* [Selection]
Summary of SETA rewrite

capture20decc81cran202016-03-012009-48-111

It’s been three months since the GSoC started and it’s come to the end. First of all, I greatly appreciate my mentors (jmaher and armenzg) .  I have learned tons of things from them and it would have been impossible to get here without their help.  I also must say thank you to dustin, martiansideofthemoon and anyone who has helped me during these past three months. I really enjoy working with the people in the A-team and the Mozilla community. I believe I will keep being involved as long as possible!

This GSoC project involved several parts- (1) refactor SETA’s code and make it robust (2) make SETA work on Heroku (3) Reduce database size and use data from other systems (4) Integrate with the Gecko decision task

For code refactoring, we’ve fixed many existing pep8 errors and added flask8 support in #PR87 . We’ve also verified and removed some redundant packages from requirement.txt because we no longer needed them. Furthermore, in order to make the  codebase more readable and easy to test, we started using sqlalchemy to do the database operations instead of embedded SQL statements and added some tests for it in #PR109. Sqlalchemy turned out to be a fantastic choice  for us because it does not only makes tests easier to write, but it also give us faster database querying and storing. In #PR84, we use fetch_json instead of the pushlog endpoint which make things cleaner. As a bonus point, we fixed insert key errors in #PR92 and added a failure column in #PR82. We’ve also made SETA display job results appropriately in #PR90. In #PR91, we made linux64 debug jobs be visible on SETA. At the moment it’s not only useful on linux64 debug jobs but it also works for other job data that comes from Taskcluster.

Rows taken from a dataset
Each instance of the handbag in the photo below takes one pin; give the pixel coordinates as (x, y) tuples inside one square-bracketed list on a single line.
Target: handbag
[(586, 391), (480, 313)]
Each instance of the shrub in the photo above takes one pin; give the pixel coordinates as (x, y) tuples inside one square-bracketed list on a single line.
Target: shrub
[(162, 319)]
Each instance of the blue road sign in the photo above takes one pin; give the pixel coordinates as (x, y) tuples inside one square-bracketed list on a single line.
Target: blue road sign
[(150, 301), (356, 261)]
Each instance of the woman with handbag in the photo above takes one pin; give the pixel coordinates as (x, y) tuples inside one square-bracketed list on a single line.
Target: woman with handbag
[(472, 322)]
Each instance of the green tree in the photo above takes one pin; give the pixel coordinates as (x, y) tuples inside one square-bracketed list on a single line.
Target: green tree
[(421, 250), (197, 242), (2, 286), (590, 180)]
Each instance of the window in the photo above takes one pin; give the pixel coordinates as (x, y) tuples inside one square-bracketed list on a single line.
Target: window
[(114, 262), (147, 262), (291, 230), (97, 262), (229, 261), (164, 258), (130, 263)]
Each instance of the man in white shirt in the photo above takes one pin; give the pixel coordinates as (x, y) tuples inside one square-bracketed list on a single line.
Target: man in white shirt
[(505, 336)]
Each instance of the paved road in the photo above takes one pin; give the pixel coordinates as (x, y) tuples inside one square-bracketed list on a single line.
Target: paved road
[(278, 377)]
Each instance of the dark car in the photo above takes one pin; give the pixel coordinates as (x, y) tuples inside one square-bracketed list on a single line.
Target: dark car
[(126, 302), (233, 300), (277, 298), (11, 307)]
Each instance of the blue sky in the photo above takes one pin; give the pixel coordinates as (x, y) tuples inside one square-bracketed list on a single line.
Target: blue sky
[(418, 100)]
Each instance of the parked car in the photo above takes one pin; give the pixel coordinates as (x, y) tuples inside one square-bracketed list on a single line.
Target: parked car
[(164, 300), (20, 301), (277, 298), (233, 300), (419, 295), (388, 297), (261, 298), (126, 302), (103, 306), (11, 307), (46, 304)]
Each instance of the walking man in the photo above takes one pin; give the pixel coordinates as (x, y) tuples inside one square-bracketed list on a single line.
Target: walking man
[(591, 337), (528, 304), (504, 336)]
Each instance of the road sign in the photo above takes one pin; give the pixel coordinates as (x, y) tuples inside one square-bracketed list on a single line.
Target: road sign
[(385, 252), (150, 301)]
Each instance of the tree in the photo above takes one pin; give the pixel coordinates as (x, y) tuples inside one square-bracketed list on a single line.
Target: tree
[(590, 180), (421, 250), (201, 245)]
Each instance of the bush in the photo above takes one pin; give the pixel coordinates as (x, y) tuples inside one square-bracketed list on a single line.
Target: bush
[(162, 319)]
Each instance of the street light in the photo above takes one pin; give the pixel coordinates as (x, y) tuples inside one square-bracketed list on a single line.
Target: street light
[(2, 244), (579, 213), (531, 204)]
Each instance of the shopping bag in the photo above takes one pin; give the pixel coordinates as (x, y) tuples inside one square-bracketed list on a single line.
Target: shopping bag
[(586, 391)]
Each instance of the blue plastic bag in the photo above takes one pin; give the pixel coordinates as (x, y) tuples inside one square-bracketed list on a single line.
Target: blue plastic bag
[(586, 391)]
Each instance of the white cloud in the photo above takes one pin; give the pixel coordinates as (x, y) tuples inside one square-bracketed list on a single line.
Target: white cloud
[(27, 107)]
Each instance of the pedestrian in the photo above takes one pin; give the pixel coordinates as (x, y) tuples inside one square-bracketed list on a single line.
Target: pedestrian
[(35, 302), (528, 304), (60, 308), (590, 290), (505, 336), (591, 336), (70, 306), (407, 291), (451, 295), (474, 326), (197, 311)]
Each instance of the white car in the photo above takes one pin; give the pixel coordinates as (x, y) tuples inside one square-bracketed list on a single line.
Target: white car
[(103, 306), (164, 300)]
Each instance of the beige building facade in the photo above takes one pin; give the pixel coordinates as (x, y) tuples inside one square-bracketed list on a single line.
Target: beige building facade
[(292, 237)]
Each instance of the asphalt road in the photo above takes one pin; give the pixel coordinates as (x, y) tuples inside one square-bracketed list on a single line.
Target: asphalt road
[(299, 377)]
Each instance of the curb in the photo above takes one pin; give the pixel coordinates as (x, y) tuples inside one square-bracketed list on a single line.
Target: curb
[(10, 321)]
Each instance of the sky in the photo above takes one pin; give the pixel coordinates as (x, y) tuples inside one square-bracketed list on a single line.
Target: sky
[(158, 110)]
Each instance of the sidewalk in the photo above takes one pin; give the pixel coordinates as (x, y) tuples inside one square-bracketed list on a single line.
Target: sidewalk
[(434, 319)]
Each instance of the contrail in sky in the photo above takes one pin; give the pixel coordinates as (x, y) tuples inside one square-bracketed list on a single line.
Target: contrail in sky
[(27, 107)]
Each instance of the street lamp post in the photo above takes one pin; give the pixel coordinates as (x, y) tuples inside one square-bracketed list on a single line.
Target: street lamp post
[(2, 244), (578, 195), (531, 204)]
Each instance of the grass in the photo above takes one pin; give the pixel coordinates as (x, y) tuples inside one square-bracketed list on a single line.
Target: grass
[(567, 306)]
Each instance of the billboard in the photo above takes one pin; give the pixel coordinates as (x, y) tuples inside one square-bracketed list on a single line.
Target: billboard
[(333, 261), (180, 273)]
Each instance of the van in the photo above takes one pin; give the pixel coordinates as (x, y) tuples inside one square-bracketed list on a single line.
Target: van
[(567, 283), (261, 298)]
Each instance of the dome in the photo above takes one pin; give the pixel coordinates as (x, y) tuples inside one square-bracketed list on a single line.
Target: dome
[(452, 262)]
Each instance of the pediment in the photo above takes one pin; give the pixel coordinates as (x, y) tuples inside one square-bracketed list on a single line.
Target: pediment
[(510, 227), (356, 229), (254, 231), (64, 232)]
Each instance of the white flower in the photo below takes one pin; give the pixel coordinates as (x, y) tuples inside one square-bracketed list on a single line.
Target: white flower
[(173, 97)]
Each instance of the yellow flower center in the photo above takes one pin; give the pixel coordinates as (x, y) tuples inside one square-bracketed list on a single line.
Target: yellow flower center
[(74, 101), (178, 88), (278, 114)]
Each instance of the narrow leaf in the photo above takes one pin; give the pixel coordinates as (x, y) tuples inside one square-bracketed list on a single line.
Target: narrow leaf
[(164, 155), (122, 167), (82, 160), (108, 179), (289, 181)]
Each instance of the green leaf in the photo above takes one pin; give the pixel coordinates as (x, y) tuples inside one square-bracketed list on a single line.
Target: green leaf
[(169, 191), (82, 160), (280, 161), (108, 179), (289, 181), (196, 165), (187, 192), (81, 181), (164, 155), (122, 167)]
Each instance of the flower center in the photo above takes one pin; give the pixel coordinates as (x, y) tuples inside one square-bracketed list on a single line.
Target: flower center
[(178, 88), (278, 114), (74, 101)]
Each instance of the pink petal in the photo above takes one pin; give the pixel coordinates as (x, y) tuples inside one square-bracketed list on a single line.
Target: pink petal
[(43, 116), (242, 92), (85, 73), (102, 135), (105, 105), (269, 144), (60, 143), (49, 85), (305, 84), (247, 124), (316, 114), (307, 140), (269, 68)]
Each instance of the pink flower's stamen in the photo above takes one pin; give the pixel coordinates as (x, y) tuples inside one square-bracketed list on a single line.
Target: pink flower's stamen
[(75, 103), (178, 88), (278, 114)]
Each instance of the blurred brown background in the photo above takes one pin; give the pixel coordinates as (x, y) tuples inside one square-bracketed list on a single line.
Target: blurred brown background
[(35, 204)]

* [Requirement 1]
Answer these questions using the summary of the SETA rewrite.
(a) Who are named as the mentors?
(b) What is the fourth part of the project in the list of its parts?
(c) In which pull request were linux64 debug jobs made visible on SETA?
* [Requirement 2]
Write what comes next in the summary of the SETA rewrite, starting after its last sentence.
The items have no role in this work.

* [Right answer 1]
(a) jmaher and armenzg
(b) Integrate with the Gecko decision task
(c) #PR91

* [Right answer 2]
Screen Shot 2016-05-15 at 8.39.18 PM

The second part of this project is make SETA works on heroku, and all the related PRs are included in MikeLing/ouija-rewrite branch. First of all, we need migrate our database from mysql to postgresql(it’s default database on heroku) and things become much more easier  after we switch to the sqlalchemy [PR]. Secondly, we need to make updatedb.py and failures.py(we use these two scripts to update our database and store our analysis results) running automatically[PR]. Then, we add a stage server for SETA, it could  do pre-deployment validation as what has been done in treeherder and avoid breaking something accidently in the target server. I must say thank you to armenzg again because he gives me a lot of  helps on this and helps me fork repo to the stage server. Anyway, we couldn’t works well on the heroku without armen’s help 🙂

The next step was about reducing database size and to use the data from another system. In #PR88, we made SETA only store high value jobs instead of low value job (because we only require around 165 high value jobs while there’s about 2000 low value jobs) and store 90 days of data instead of 180 days in our database. As Joel said, it’s a big win for reducing our database size:). In #PR89 we got rid of ‘logfile’ in the testjobs table because it wasn’t being used in the analysis of failures. Then, in #PR93 and #PR100 we started using the runnable API instead of the uniquejobs table and cached it as runnablejob.json locally. It allow us to query all job types and related information with more accuracy and on real time. As a bonus, we use underscore.js to simplify our JavaScript and make our js code more readable. Other related PRs are #PR112, #PR99, #PR105, and #PR106.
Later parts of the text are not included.